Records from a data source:
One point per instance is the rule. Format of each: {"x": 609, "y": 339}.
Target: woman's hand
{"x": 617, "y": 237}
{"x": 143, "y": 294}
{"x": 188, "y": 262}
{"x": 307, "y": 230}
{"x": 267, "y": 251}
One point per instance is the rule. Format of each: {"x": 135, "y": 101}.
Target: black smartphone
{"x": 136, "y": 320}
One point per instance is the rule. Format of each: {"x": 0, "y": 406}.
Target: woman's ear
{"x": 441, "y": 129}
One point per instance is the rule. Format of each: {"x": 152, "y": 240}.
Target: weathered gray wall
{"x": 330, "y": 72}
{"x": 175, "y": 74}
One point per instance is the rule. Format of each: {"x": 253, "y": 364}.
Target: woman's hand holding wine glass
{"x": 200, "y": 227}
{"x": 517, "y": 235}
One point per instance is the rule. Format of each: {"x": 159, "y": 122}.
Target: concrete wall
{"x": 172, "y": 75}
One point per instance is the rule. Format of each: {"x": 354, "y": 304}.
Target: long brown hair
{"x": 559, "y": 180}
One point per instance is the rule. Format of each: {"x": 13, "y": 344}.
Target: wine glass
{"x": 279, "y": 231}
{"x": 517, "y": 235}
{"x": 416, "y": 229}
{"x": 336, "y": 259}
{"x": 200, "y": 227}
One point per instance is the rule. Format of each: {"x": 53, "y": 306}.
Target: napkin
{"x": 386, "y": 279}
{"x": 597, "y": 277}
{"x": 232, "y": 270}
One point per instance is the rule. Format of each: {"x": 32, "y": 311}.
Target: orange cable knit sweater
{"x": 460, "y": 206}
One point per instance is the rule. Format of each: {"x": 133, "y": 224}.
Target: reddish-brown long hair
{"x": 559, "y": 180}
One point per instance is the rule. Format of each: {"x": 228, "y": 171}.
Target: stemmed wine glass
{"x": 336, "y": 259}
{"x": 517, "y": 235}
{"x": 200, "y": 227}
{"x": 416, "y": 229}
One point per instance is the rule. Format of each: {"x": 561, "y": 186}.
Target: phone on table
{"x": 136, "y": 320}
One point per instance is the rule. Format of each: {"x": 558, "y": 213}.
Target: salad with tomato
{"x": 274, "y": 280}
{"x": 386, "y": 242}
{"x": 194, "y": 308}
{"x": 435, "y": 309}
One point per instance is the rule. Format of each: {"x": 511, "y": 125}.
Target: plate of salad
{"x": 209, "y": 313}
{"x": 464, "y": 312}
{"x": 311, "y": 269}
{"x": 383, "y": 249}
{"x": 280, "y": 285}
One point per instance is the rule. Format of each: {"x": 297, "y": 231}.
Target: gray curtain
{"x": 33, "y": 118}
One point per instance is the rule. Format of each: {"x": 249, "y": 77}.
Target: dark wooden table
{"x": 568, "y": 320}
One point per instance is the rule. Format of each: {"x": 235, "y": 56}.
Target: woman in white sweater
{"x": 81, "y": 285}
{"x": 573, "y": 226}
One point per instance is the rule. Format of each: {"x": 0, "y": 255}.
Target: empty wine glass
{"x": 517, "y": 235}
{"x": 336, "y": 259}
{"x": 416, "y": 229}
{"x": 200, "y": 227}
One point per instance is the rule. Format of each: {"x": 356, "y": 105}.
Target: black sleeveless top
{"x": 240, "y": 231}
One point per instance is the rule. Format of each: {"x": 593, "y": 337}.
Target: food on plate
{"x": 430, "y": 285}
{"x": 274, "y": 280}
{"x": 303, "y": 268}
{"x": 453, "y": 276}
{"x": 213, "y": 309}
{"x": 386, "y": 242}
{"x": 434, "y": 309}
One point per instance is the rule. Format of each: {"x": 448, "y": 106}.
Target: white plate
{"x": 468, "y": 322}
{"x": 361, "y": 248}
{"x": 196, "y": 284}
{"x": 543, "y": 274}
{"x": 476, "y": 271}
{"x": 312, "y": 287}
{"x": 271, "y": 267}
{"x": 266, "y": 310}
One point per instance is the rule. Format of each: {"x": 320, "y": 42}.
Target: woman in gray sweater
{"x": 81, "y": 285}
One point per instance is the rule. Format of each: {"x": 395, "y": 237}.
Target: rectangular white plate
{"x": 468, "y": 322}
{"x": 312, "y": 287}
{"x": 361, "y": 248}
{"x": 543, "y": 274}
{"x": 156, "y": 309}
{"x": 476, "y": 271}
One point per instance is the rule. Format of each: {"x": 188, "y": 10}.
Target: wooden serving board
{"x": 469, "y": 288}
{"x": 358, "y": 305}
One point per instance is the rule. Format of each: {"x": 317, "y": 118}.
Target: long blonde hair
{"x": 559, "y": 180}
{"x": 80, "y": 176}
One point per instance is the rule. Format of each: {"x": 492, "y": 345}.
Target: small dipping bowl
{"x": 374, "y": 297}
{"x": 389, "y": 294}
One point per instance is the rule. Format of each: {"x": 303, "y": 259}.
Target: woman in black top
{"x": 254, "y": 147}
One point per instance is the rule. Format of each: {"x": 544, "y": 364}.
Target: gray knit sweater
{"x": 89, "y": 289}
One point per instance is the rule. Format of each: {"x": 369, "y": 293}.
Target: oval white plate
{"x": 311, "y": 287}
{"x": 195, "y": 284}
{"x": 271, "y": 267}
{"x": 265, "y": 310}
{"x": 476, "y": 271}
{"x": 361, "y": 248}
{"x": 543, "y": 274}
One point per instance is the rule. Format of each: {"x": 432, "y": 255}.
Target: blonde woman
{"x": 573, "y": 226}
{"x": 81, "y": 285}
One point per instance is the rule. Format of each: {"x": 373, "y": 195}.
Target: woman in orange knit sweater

WHAT YOU NEED TO DO: In your response, reproduce the records exactly, every one.

ANSWER BOX:
One point per instance is the rule. Format of each: {"x": 609, "y": 339}.
Target: woman's hand
{"x": 617, "y": 237}
{"x": 143, "y": 294}
{"x": 188, "y": 262}
{"x": 307, "y": 230}
{"x": 267, "y": 251}
One point per instance is the rule. Format of each: {"x": 135, "y": 101}.
Target: black smartphone
{"x": 136, "y": 320}
One point per instance is the rule. Format of each: {"x": 0, "y": 406}.
Target: woman's ear
{"x": 441, "y": 129}
One point per instance is the rule. Format of each: {"x": 152, "y": 240}.
Target: weathered gray wall
{"x": 330, "y": 72}
{"x": 175, "y": 74}
One point per instance is the rule. Format of each: {"x": 253, "y": 364}.
Target: woman's hand holding wine glass
{"x": 200, "y": 227}
{"x": 517, "y": 235}
One point per instance is the rule. Format of each: {"x": 159, "y": 122}.
Target: concrete wall
{"x": 172, "y": 75}
One point per instance is the rule. Format of each: {"x": 354, "y": 304}.
Target: long brown hair
{"x": 559, "y": 180}
One point per instance is the rule. Format of each: {"x": 13, "y": 344}.
Target: wine glass
{"x": 279, "y": 231}
{"x": 517, "y": 235}
{"x": 416, "y": 229}
{"x": 336, "y": 259}
{"x": 200, "y": 227}
One point per instance is the rule. Format of each: {"x": 53, "y": 306}.
Target: napkin
{"x": 386, "y": 279}
{"x": 597, "y": 277}
{"x": 232, "y": 270}
One point per instance is the rule. Format of each: {"x": 32, "y": 311}.
Target: orange cable knit sweater
{"x": 460, "y": 206}
One point per instance is the rule. Format of each: {"x": 133, "y": 224}.
Target: reddish-brown long hair
{"x": 559, "y": 180}
One point per instance is the rule. Format of each: {"x": 228, "y": 171}.
Target: stemmed wine glass
{"x": 336, "y": 259}
{"x": 517, "y": 235}
{"x": 200, "y": 227}
{"x": 416, "y": 229}
One point per instance is the rule. Format of each: {"x": 561, "y": 186}.
Target: phone on table
{"x": 136, "y": 320}
One point per instance is the rule. Format of each: {"x": 558, "y": 213}.
Target: salad with tomato
{"x": 274, "y": 280}
{"x": 386, "y": 242}
{"x": 194, "y": 308}
{"x": 435, "y": 309}
One point per instance is the rule. Format of each: {"x": 511, "y": 125}.
Target: plate of salad
{"x": 209, "y": 313}
{"x": 464, "y": 312}
{"x": 311, "y": 269}
{"x": 383, "y": 249}
{"x": 280, "y": 285}
One point per instance is the rule. Format of each: {"x": 297, "y": 231}.
Target: gray curtain
{"x": 33, "y": 118}
One point per instance is the rule. Format of each: {"x": 249, "y": 77}.
Target: dark wooden table
{"x": 568, "y": 320}
One point per instance is the rule. Format of each: {"x": 235, "y": 56}.
Target: woman in white sweater
{"x": 81, "y": 285}
{"x": 573, "y": 226}
One point per instance is the rule. Format of each: {"x": 0, "y": 255}.
Target: empty wine glass
{"x": 517, "y": 235}
{"x": 336, "y": 259}
{"x": 416, "y": 229}
{"x": 200, "y": 227}
One point per instance is the rule. Format of each: {"x": 356, "y": 105}.
Target: black sleeveless top
{"x": 240, "y": 231}
One point per instance is the rule. Format of each: {"x": 593, "y": 337}.
Target: food on plate
{"x": 430, "y": 285}
{"x": 274, "y": 280}
{"x": 303, "y": 268}
{"x": 453, "y": 276}
{"x": 213, "y": 309}
{"x": 386, "y": 242}
{"x": 434, "y": 309}
One point per instance is the rule. Format of each: {"x": 448, "y": 106}.
Target: white plate
{"x": 468, "y": 322}
{"x": 361, "y": 248}
{"x": 196, "y": 284}
{"x": 543, "y": 274}
{"x": 476, "y": 271}
{"x": 312, "y": 287}
{"x": 271, "y": 267}
{"x": 266, "y": 310}
One point per instance is the rule. Format of each: {"x": 320, "y": 42}.
Target: woman in gray sweater
{"x": 81, "y": 285}
One point per instance is the rule. Format of each: {"x": 395, "y": 237}.
Target: rectangular white plate
{"x": 468, "y": 322}
{"x": 312, "y": 287}
{"x": 361, "y": 248}
{"x": 543, "y": 274}
{"x": 156, "y": 309}
{"x": 476, "y": 271}
One point per instance is the rule. Format of each: {"x": 188, "y": 10}.
Target: wooden serving board
{"x": 469, "y": 288}
{"x": 358, "y": 305}
One point per instance is the rule. Format of each: {"x": 317, "y": 118}.
Target: long blonde hair
{"x": 559, "y": 180}
{"x": 80, "y": 176}
One point per instance is the rule. Format of each: {"x": 492, "y": 345}.
Target: small dipping bowl
{"x": 374, "y": 297}
{"x": 389, "y": 294}
One point per instance is the rule. Format of each: {"x": 303, "y": 259}.
Target: woman in black top
{"x": 254, "y": 147}
One point per instance is the rule. Format of each: {"x": 544, "y": 364}.
Target: gray knit sweater
{"x": 89, "y": 289}
One point per instance is the rule. Format of each: {"x": 369, "y": 293}.
Target: oval white plate
{"x": 311, "y": 287}
{"x": 195, "y": 284}
{"x": 271, "y": 267}
{"x": 265, "y": 310}
{"x": 476, "y": 271}
{"x": 361, "y": 248}
{"x": 543, "y": 274}
One point per instance is the rule. Format of each: {"x": 432, "y": 255}.
Target: blonde woman
{"x": 573, "y": 226}
{"x": 81, "y": 285}
One point per instance is the rule. Format of each: {"x": 373, "y": 195}.
Target: woman in orange knit sweater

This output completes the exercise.